Em 1987, foi realizada a 1ª Semana do Meio Ambiente de Tiradentes, com diversas atividades, a envolver os principais problemas ambientais da localidade e com o apoio técnico da Escola Superior de Agricultura de Lavras, a atual UFLA. Enquanto foi possível, a Semana do Meio Ambiente foi realizada e teve significativa repercussão, envolveu toda comunidade escolar e contou com amplo apoio institucional e inclusive do padre José Nacif Nicolau, que acompanhou e celebrou missas ecológicas na Serra de São José.
Programas da Semana do Meio Ambiente de Tiradentes. Acervo: Luiz Cruz.

> _Objetivos_:
[1] Transcreva, do texto sobre a Semana do Meio Ambiente de Tiradentes, tudo o que vai de "Em 1987, foi" até "Acervo: Luiz Cruz.".
[2] Dê continuidade ao texto sobre a Semana do Meio Ambiente de Tiradentes a partir do ponto em que ele termina.

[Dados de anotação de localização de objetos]
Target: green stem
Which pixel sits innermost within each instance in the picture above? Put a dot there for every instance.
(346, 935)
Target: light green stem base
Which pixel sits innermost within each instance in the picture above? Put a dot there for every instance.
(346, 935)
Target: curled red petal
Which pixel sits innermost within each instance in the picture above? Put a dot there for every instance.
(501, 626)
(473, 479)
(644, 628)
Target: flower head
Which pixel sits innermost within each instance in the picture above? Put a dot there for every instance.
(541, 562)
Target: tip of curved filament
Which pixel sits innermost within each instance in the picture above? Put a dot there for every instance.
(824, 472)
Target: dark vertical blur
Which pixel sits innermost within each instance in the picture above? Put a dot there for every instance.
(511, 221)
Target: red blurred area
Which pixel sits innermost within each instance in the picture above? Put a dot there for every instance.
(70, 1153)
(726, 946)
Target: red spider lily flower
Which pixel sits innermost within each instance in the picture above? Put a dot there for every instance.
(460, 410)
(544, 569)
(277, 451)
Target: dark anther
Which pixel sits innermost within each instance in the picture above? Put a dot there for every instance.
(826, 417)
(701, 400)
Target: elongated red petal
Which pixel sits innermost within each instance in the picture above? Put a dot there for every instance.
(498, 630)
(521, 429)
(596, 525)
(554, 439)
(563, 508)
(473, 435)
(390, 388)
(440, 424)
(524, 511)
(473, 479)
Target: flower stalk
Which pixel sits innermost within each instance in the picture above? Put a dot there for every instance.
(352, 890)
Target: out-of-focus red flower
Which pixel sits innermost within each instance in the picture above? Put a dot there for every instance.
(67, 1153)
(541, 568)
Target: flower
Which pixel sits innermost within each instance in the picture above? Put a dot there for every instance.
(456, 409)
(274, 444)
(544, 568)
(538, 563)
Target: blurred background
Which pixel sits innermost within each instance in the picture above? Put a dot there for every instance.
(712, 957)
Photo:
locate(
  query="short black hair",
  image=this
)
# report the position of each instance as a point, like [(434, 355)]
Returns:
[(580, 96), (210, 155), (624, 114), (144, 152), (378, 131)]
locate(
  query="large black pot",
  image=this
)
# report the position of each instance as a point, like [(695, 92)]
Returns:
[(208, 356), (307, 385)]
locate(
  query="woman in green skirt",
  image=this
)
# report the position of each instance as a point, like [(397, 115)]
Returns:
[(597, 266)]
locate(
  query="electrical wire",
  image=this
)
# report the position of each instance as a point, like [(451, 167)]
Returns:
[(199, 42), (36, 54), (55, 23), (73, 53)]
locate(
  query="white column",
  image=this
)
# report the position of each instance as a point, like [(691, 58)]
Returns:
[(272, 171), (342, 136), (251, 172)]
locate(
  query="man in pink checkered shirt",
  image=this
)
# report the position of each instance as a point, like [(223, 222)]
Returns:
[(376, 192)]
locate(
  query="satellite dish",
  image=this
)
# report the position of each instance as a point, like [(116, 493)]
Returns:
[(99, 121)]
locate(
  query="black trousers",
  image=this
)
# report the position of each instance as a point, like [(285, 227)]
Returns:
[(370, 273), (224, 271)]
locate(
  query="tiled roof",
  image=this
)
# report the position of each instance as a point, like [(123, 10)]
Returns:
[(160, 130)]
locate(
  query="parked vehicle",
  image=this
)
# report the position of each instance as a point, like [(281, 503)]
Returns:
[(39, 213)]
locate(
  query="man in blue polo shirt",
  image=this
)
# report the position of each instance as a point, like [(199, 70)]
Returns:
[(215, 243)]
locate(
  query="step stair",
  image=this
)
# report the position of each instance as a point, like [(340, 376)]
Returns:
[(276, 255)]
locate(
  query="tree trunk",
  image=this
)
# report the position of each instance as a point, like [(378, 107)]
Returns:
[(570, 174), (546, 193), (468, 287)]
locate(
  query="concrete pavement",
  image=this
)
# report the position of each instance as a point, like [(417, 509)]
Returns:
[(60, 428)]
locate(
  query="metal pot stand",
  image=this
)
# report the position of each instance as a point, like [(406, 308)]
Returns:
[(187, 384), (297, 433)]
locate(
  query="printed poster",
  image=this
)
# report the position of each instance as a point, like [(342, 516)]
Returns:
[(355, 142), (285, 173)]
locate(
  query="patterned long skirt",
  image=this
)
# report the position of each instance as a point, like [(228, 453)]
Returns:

> _Respostas por tarefa_:
[1]
Em 1987, foi realizada a 1ª Semana do Meio Ambiente de Tiradentes, com diversas atividades, a envolver os principais problemas ambientais da localidade e com o apoio técnico da Escola Superior de Agricultura de Lavras, a atual UFLA. Enquanto foi possível, a Semana do Meio Ambiente foi realizada e teve significativa repercussão, envolveu toda comunidade escolar e contou com amplo apoio institucional e inclusive do padre José Nacif Nicolau, que acompanhou e celebrou missas ecológicas na Serra de São José.
Programas da Semana do Meio Ambiente de Tiradentes. Acervo: Luiz Cruz.

[2]
A SAT – Sociedade Amigos de Tiradentes, o IHGT – Instituto
Histórico e Geográfico de Tiradentes, o ICBO – Instituto Cultural Biblioteca do
Ó e a SCBVT – Sociedade Corpo de Bombeiros Voluntário de Tiradentes realizaram
diversas campanhas para combater a retirada e o comércio ilegal de orquídeas da
Serra de São José. Algumas vezes contou com o apoio da Polícia Militar do Meio
Ambiente e também da Promotoria de Justiça de São João del-Rei.
Arte criada pela artista visual Maria José Boaventura, para camiseta do núcleo. Acervo: Luiz Cruz.
Posteriormente, foi criado o Núcleo Orquidófilo Serra de São José. As primeiras reuniões do núcleo ocorreram no ICBO e logo aconteceram os eventos, como as exposições, oficinas, palestras e intenso processo de conscientização para a preservação das plantas nativas da serra. A orquídea Laelia mantiqueirae foi eleita para ser o símbolo do núcleo. Planta que ocorre em um dos principais ambientes da serra, o campo rupestre, e que necessita de condições ambientais específicas para sobreviver.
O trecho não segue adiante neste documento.